-- START --

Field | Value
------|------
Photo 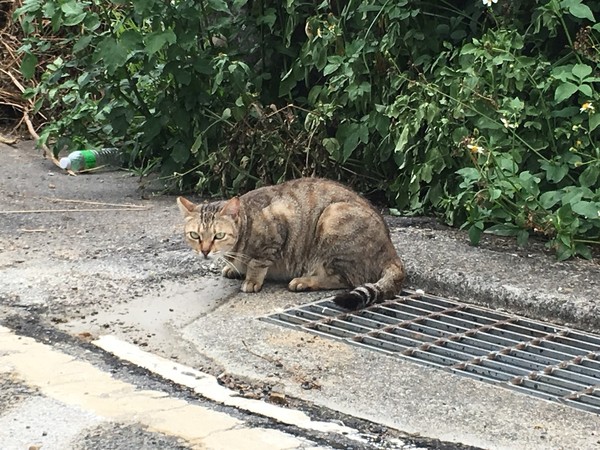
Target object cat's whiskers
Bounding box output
[217,256,241,276]
[223,252,252,264]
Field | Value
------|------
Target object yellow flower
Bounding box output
[579,102,596,113]
[500,117,517,128]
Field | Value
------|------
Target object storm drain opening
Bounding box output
[261,290,600,414]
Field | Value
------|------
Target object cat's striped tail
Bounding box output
[333,262,406,309]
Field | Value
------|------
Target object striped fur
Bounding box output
[178,178,404,309]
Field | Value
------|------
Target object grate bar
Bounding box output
[262,291,600,414]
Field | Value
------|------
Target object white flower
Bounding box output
[579,102,596,113]
[467,144,484,154]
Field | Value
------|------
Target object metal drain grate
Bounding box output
[261,291,600,414]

-- END --

**Exercise**
Recast every line of the data above as a numbered list. Skip blank lines and leave the picture out.

**Full response**
1. Field | Value
2. ------|------
3. Photo 
4. Target object cat's whiskers
5. Bounding box output
6. [217,256,241,276]
7. [223,252,252,264]
8. Field | Value
9. ------|------
10. Target object yellow flower
11. Bounding box output
12. [579,102,596,113]
13. [500,117,517,128]
14. Field | Value
15. ------|------
16. Target object storm drain opening
17. Bounding box output
18. [261,290,600,414]
19. Field | Value
20. ------|------
21. Target object cat's striped tail
22. Bounding box output
23. [333,262,406,309]
24. Field | Value
25. ------|------
26. Target object striped fur
27. Bounding box output
28. [178,178,404,309]
29. Field | Value
30. ------|------
31. Target object grate bar
32. Bounding box output
33. [262,291,600,414]
34. Field | Value
35. ------|------
36. Target object white flower
37. Bounding box output
38. [579,102,596,113]
39. [467,144,484,154]
40. Field | Value
41. ------|------
42. Target object metal drain grate
43. Bounding box output
44. [261,291,600,414]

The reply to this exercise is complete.